WHAT YOU WILL DO: Please copy every line of the data in which the string "building" appears.

SOURCE DATA:
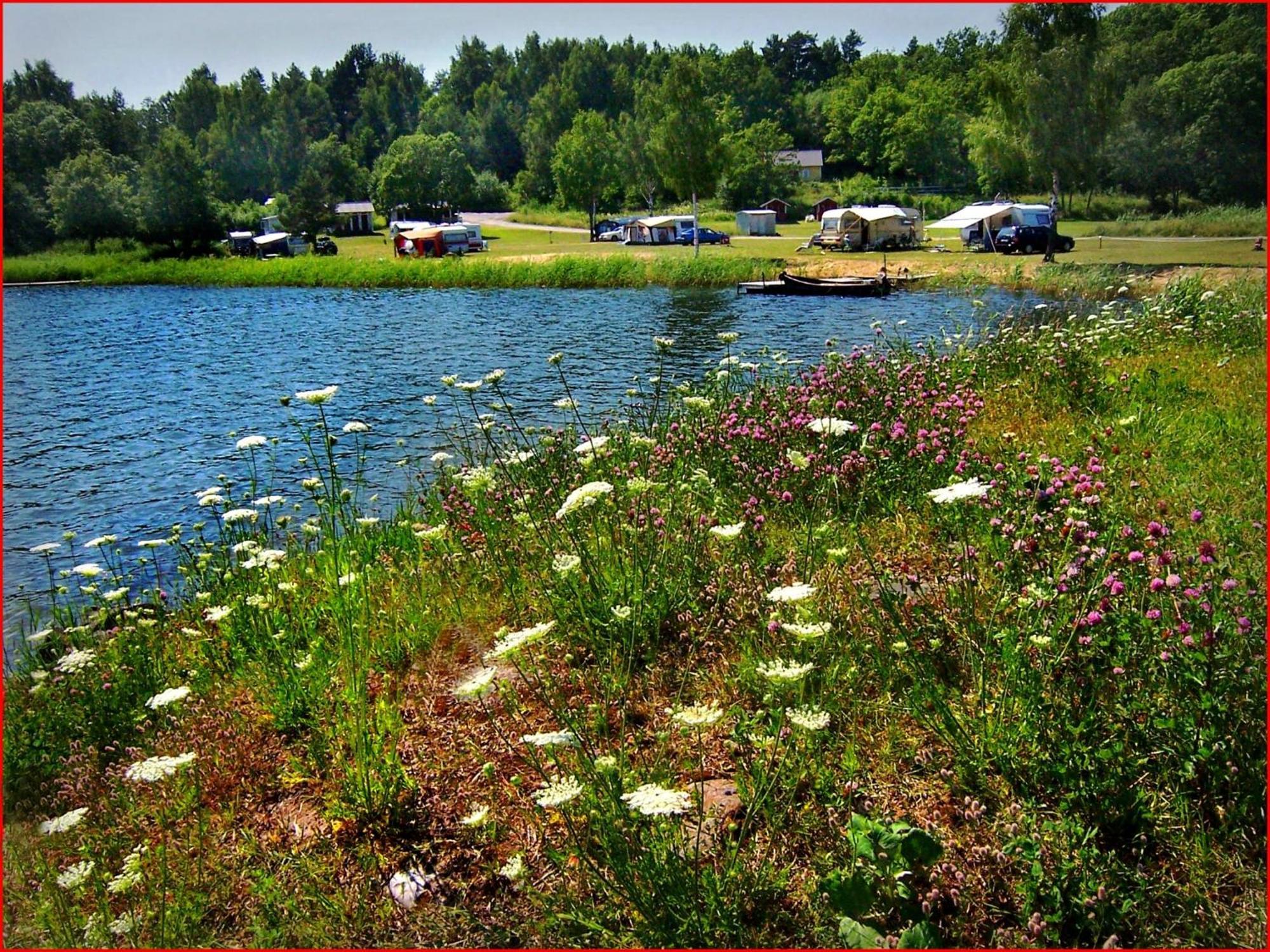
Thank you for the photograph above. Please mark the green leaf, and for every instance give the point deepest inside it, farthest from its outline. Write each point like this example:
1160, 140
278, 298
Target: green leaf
921, 849
920, 936
850, 894
858, 936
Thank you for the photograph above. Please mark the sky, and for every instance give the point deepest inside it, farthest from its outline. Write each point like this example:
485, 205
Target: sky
147, 50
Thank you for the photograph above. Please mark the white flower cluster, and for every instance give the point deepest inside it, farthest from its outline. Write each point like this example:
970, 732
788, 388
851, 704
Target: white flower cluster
785, 672
77, 875
157, 769
797, 592
558, 793
808, 718
518, 640
967, 489
587, 494
652, 800
76, 661
60, 824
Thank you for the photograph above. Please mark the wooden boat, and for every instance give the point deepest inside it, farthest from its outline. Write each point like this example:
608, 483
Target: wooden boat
836, 288
848, 286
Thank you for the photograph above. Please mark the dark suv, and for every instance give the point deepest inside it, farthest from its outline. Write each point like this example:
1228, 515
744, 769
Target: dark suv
1027, 239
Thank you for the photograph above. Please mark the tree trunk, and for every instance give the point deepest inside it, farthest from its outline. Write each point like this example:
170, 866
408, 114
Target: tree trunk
697, 232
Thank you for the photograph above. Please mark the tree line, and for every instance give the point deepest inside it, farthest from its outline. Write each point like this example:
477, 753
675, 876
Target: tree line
1155, 101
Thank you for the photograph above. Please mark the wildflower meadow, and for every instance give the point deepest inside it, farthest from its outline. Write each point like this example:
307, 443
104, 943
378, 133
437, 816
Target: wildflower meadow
920, 644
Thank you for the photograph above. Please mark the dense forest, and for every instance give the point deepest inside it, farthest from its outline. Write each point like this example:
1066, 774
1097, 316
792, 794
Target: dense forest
1155, 101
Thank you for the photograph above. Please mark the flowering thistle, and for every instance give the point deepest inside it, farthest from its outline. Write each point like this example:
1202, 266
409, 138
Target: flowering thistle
518, 640
699, 715
76, 661
60, 824
552, 738
479, 685
587, 494
168, 697
652, 800
808, 718
316, 398
968, 489
558, 793
797, 592
157, 769
785, 672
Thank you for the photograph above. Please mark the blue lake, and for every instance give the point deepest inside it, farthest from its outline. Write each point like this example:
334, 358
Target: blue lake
119, 403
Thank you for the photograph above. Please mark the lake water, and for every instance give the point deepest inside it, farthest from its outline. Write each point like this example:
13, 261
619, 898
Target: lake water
119, 403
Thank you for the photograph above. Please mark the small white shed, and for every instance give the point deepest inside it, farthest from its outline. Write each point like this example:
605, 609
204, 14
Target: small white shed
756, 221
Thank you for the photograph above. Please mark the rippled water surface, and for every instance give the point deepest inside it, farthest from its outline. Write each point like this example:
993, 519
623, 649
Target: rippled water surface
119, 403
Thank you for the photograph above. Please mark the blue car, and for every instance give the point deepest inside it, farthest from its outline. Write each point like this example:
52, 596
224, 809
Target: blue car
709, 237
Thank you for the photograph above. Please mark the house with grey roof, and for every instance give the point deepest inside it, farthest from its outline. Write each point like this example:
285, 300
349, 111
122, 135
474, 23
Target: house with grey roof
810, 162
355, 218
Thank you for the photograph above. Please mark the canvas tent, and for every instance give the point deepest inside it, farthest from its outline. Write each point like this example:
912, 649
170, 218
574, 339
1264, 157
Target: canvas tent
979, 223
871, 227
651, 232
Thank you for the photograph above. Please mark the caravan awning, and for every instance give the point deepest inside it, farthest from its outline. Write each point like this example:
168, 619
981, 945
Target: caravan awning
972, 215
877, 213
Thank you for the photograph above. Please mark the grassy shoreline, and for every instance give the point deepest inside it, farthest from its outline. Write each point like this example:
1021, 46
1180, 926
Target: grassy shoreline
1034, 699
672, 268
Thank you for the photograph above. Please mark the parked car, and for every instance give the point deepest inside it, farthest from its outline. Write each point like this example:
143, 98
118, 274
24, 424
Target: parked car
1027, 239
709, 237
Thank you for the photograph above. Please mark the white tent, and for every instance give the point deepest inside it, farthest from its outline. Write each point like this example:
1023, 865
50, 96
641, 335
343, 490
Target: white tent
973, 215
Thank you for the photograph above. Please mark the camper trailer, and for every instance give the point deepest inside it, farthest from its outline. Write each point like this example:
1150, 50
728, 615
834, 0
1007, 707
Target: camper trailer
871, 228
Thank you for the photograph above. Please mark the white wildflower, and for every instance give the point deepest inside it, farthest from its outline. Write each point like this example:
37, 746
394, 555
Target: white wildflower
558, 793
566, 564
797, 592
518, 640
652, 800
832, 426
168, 697
584, 497
785, 672
699, 715
77, 875
76, 661
157, 769
808, 718
967, 489
317, 397
478, 685
60, 824
552, 739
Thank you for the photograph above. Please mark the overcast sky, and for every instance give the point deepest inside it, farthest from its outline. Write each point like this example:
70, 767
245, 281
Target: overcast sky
147, 50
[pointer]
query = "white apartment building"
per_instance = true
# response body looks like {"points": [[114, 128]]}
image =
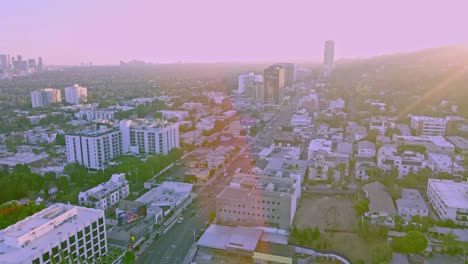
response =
{"points": [[428, 126], [449, 199], [317, 145], [44, 97], [301, 118], [366, 148], [76, 94], [94, 149], [411, 204], [445, 163], [253, 200], [148, 136], [245, 79], [337, 104], [106, 194], [169, 114], [60, 232], [433, 144], [381, 124], [407, 162]]}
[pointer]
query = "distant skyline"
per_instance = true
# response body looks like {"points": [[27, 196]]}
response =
{"points": [[108, 31]]}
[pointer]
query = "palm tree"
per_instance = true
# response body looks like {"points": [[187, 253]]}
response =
{"points": [[449, 240]]}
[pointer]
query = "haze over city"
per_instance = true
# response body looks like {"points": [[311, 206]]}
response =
{"points": [[105, 32]]}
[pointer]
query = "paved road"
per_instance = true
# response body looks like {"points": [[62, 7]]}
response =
{"points": [[173, 246]]}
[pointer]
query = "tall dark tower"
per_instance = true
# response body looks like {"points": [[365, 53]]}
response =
{"points": [[328, 57]]}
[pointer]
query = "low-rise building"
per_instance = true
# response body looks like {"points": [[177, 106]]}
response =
{"points": [[411, 204], [433, 144], [380, 202], [366, 148], [253, 200], [106, 194], [449, 199], [58, 233], [406, 162], [428, 126], [177, 114]]}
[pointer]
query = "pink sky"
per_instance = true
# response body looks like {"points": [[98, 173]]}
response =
{"points": [[107, 31]]}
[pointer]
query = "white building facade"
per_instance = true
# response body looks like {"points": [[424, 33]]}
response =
{"points": [[58, 233], [94, 149], [449, 199], [76, 94], [44, 97], [106, 194]]}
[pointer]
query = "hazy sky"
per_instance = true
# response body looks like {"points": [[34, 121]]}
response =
{"points": [[107, 31]]}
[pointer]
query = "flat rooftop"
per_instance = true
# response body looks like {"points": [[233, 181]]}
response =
{"points": [[453, 194], [43, 229], [227, 237], [379, 199], [411, 198], [459, 142]]}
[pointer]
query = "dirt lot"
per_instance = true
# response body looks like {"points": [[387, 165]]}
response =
{"points": [[327, 212], [352, 246]]}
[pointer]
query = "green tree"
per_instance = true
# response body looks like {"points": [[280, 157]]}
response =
{"points": [[449, 241], [381, 254], [361, 206], [413, 242], [128, 258]]}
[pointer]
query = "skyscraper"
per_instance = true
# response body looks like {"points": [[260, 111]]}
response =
{"points": [[328, 57], [274, 84], [245, 79], [76, 94], [40, 66], [43, 97], [3, 62], [290, 73]]}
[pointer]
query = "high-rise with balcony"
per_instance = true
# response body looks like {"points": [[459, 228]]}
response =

SOLUTION TO THIS EXERCISE:
query = "white apartment building"
query = "low-rise building"
query = "white building facade"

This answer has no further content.